[Opening Supplied entries section]

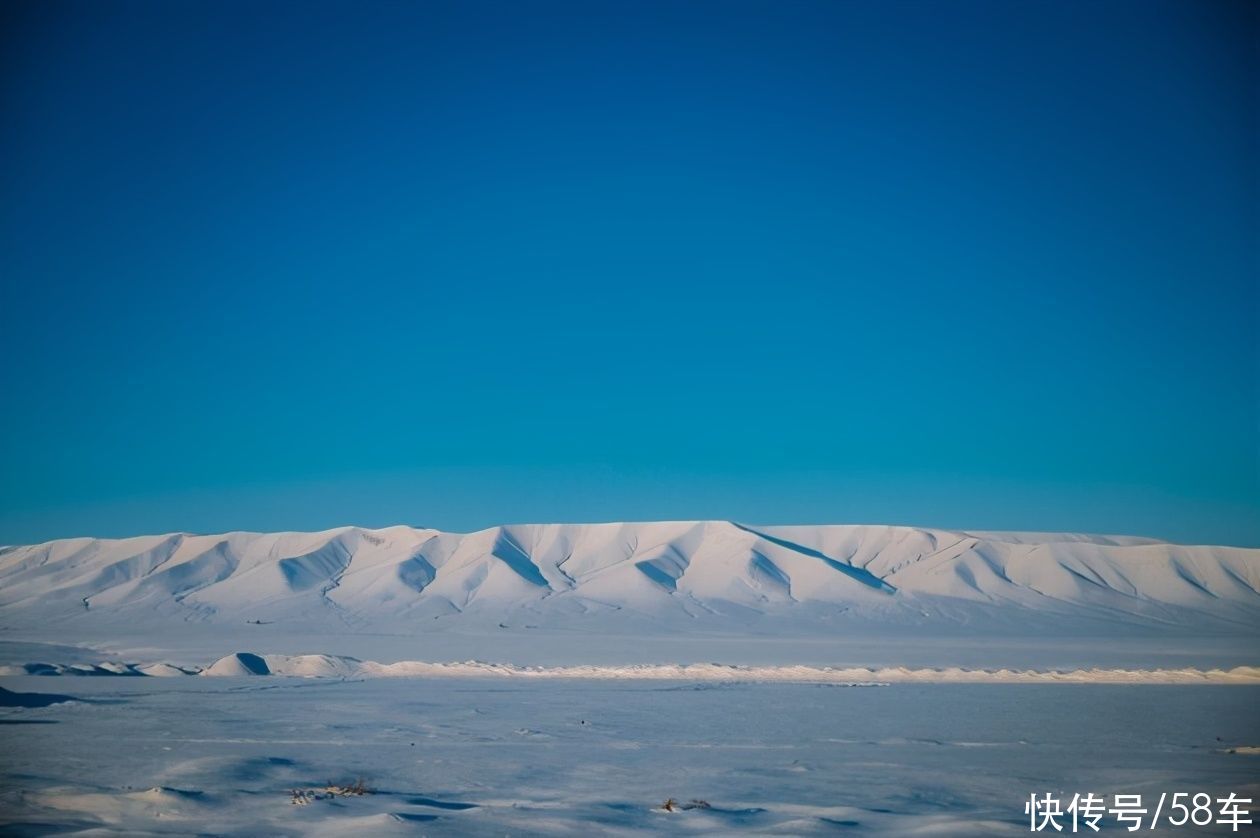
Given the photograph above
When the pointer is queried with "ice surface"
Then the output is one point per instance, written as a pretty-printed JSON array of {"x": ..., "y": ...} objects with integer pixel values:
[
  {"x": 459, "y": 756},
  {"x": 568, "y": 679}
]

[Closing Supplied entries section]
[Opening Supplied entries section]

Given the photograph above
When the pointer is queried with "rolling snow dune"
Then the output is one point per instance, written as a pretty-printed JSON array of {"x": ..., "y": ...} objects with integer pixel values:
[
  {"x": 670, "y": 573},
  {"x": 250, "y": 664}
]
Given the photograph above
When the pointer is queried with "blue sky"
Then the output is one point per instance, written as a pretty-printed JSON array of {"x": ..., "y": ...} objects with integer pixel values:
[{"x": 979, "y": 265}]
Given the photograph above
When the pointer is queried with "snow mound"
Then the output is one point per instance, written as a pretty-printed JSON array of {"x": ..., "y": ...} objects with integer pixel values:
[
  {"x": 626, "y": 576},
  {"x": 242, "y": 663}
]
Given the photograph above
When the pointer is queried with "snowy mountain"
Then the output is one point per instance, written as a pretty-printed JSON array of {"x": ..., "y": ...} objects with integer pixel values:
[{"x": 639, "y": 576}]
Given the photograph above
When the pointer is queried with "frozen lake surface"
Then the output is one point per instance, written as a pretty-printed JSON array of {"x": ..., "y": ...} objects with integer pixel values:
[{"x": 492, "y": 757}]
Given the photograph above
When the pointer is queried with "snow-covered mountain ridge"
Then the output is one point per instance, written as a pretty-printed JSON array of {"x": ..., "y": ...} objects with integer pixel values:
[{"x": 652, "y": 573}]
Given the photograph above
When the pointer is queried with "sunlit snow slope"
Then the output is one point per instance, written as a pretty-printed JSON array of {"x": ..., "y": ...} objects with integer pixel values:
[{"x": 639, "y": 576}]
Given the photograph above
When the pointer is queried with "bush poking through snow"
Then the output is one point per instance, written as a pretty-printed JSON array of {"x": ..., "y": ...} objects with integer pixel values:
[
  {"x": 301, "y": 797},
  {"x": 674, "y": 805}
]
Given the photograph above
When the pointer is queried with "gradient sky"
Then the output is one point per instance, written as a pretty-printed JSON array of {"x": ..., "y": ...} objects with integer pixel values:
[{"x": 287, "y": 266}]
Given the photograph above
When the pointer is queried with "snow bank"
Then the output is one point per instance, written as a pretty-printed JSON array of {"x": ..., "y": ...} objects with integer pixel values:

[Closing Supplied entries section]
[Opening Supplied entries section]

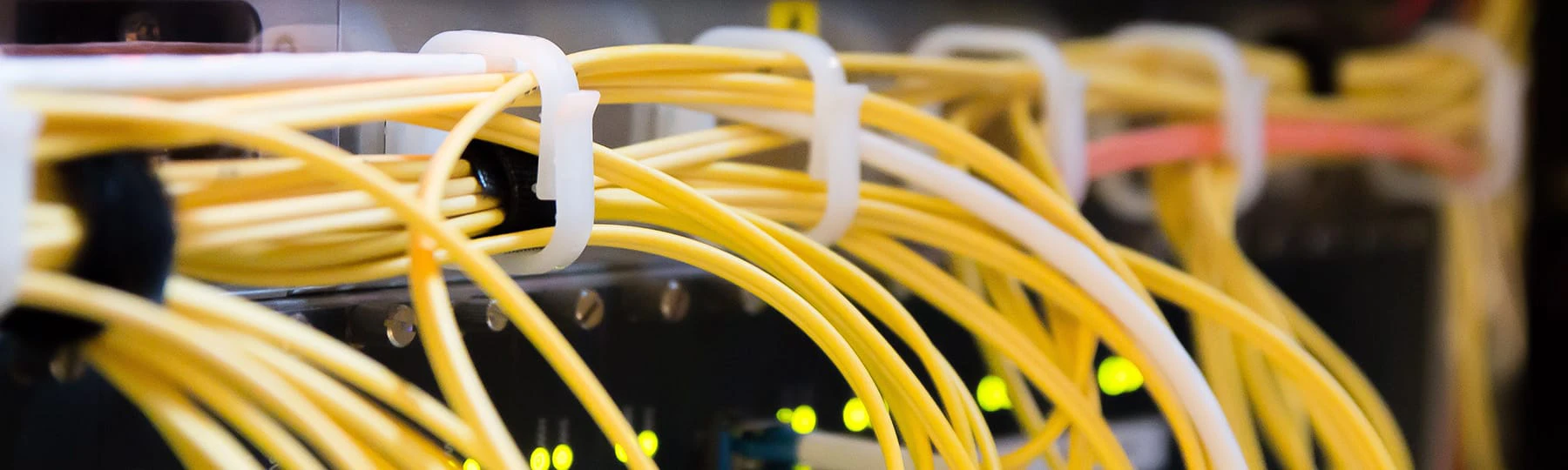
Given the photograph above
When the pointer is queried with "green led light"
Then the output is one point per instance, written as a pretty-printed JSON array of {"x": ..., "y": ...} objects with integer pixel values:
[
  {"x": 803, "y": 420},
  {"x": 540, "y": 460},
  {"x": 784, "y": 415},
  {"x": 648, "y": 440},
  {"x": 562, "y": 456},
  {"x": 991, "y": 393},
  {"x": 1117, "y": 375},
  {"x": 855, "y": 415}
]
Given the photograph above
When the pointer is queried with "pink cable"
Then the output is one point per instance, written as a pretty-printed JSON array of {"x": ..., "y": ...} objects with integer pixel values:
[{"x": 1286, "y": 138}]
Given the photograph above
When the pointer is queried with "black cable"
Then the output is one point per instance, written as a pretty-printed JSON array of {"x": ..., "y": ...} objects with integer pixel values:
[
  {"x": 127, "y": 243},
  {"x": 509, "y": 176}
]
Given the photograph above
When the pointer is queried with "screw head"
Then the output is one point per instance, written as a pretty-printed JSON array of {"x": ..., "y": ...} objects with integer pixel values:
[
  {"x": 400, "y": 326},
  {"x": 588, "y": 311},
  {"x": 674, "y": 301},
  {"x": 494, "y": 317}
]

[Closing Supplied entries section]

Your assignment:
Every line containing the string "surface" should be pulled from the listing and copied.

Answer to this task:
When the pointer is queried with "ice surface"
When the pointer is queried with "frozen lake surface"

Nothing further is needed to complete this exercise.